- **Source document**:
◇ ◇ ◇ ◇ ◇

Overview
Scale analysis combines multiple survey items into a single score that reliably measures a concept. The typical workflow is:
-
Check reliability with
reliability()— do the items measure the same thing? -
Explore structure with
efa()— how do items group into dimensions? -
Create scores with
row_means()— compute mean indices -
Standardize with
pomps()— transform to a comparable 0–100 scale
This guide uses the trust items from survey_data (trust
in government, media, and science).
| Function | Purpose |
|---|---|
reliability() |
Internal consistency (Cronbach’s Alpha) |
efa() |
Discover underlying dimensions (factor analysis) |
row_means() |
Row-wise mean indices |
row_sums() |
Row-wise sums |
row_count() |
Count specific values per row |
pomps() |
Percent of Maximum Possible Scores (0–100) |
Reliability Analysis
Basic Usage
reliability(survey_data, trust_government, trust_media, trust_science)
#> Reliability Analysis: 3 items
#> Cronbach's Alpha = 0.047 (Poor), N = 2135Detailed Output
rel <- reliability(survey_data, trust_government, trust_media, trust_science)
summary(rel)
#>
#> Reliability Analysis Results
#> ----------------------------
#> - Items: trust_government, trust_media, trust_science
#> - N of Items: 3
#>
#> Reliability Statistics
#> ----------------------------------------
#> Cronbach's Alpha: 0.047
#> Alpha (standardized): 0.048
#> N of Items: 3
#> N (listwise): 2135
#>
#> Item Statistics
#> ----------------------------------------
#> item mean sd n
#> trust_government 2.621 1.162 2135
#> trust_media 2.430 1.156 2135
#> trust_science 3.624 1.034 2135
#>
#> Inter-Item Correlation Matrix:
#> ------------------------------
#> trust_government trust_media trust_science
#> trust_government 1.000 0.014 0.020
#> trust_media 0.014 1.000 0.015
#> trust_science 0.020 0.015 1.000
#> ------------------------------
#>
#> Item-Total Statistics
#> ----------------------------------------
#> item scale_mean_deleted scale_var_deleted corrected_r
#> trust_government 6.05 2.440 0.024
#> trust_media 6.25 2.467 0.020
#> trust_science 5.05 2.723 0.025
#> alpha_deleted
#> 0.029
#> 0.040
#> 0.027The detailed output shows item-total correlations, alpha-if-item-deleted, and inter-item correlations — matching SPSS RELIABILITY.

◇ ◇ ◇ ◇ ◇

- **Instructions to follow**: In the scale analysis guide, which Cronbach's Alpha value does the reliability analysis of the three trust items produce?

- **Items**:

◇ ◇ ◇ ◇ ◇

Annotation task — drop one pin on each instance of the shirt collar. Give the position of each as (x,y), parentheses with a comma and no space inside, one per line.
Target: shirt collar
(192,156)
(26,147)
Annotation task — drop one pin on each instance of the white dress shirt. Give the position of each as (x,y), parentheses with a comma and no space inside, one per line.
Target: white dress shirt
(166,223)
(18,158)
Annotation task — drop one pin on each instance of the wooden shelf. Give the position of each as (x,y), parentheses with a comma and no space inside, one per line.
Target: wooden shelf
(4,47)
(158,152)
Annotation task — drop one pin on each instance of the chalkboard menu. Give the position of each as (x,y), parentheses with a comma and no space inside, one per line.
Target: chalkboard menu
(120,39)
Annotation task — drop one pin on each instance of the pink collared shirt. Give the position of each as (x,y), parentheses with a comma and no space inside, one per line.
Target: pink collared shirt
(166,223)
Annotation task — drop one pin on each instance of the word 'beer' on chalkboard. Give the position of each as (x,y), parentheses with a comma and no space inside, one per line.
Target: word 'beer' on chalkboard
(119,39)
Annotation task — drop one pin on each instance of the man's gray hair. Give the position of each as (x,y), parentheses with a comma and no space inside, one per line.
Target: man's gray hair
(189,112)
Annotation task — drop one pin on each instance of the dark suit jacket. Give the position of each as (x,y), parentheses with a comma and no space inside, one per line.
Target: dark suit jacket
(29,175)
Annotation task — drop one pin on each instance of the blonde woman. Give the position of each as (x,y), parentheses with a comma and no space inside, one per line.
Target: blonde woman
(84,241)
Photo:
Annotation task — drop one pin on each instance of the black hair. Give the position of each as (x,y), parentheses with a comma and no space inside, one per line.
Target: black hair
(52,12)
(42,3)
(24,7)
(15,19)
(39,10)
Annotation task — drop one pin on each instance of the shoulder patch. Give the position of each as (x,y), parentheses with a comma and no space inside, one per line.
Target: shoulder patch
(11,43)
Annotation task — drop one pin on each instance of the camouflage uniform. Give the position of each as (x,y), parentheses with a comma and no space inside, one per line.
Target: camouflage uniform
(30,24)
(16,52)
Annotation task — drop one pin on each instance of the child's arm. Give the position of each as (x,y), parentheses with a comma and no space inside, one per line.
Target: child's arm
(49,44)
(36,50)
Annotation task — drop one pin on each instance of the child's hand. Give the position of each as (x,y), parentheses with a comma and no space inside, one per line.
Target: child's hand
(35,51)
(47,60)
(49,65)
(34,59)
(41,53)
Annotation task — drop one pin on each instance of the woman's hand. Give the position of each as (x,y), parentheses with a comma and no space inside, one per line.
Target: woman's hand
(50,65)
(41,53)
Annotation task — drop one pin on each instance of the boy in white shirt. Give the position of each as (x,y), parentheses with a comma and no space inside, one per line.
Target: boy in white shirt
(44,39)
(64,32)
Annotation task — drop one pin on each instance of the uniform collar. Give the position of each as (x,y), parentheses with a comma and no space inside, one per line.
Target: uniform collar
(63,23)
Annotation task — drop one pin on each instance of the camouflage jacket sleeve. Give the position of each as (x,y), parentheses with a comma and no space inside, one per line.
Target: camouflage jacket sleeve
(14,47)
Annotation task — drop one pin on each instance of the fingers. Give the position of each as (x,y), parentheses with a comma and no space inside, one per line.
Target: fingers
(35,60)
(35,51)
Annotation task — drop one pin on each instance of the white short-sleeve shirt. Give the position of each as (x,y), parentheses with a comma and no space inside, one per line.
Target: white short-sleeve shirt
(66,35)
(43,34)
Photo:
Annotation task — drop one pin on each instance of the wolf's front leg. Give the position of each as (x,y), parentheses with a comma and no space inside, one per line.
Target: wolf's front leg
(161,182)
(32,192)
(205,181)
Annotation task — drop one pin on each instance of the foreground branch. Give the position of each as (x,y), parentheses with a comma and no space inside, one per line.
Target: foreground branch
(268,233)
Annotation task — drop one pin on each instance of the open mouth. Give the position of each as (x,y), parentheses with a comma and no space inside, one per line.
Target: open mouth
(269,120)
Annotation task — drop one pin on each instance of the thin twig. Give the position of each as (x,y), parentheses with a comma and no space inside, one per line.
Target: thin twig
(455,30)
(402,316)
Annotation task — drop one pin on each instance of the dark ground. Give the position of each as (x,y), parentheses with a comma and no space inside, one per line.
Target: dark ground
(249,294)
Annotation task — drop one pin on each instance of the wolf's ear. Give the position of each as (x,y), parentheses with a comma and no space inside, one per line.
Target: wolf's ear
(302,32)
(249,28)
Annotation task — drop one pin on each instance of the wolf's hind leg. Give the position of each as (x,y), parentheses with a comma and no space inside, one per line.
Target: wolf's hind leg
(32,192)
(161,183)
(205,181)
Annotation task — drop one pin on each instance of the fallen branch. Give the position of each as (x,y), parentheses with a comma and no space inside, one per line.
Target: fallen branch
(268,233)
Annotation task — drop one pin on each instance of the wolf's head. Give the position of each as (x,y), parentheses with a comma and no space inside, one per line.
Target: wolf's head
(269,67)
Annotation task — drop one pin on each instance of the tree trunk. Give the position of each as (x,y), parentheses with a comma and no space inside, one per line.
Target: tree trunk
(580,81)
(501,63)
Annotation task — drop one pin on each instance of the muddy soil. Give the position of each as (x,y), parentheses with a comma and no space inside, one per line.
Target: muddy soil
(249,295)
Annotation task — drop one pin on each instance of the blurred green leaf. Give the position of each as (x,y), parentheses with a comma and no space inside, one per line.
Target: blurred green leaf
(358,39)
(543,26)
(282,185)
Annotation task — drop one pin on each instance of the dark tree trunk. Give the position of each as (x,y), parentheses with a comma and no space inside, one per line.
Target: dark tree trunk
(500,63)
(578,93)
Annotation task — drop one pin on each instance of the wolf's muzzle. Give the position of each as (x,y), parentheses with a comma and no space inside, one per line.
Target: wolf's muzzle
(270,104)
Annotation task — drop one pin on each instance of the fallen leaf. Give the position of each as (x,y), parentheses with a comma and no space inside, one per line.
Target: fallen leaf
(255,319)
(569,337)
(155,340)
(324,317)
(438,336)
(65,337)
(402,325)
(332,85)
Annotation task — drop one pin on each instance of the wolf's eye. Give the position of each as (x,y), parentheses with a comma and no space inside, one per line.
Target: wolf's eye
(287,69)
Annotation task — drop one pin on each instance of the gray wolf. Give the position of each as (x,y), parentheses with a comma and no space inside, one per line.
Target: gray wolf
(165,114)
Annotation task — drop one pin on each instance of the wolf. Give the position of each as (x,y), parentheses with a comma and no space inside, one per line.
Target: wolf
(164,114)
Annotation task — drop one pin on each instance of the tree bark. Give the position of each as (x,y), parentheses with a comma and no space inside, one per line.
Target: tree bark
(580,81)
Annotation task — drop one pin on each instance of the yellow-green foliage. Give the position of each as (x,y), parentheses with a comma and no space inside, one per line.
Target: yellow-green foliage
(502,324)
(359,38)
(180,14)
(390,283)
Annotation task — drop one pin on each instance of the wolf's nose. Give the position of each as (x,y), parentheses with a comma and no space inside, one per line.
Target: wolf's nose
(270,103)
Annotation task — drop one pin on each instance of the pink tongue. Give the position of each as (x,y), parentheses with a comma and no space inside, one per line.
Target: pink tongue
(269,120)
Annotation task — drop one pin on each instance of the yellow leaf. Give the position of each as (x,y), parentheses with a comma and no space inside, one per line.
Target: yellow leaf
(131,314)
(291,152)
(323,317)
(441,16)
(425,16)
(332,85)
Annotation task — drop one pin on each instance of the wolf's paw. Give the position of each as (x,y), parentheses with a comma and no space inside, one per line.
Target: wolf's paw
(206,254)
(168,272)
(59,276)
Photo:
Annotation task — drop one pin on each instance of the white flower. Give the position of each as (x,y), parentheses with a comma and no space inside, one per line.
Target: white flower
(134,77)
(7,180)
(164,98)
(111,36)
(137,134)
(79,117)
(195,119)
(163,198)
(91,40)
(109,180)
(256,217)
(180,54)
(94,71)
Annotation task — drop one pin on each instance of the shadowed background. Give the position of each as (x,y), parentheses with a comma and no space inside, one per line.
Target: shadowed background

◇ ◇ ◇ ◇ ◇

- **Exercise result**: 0.047, rated Poor.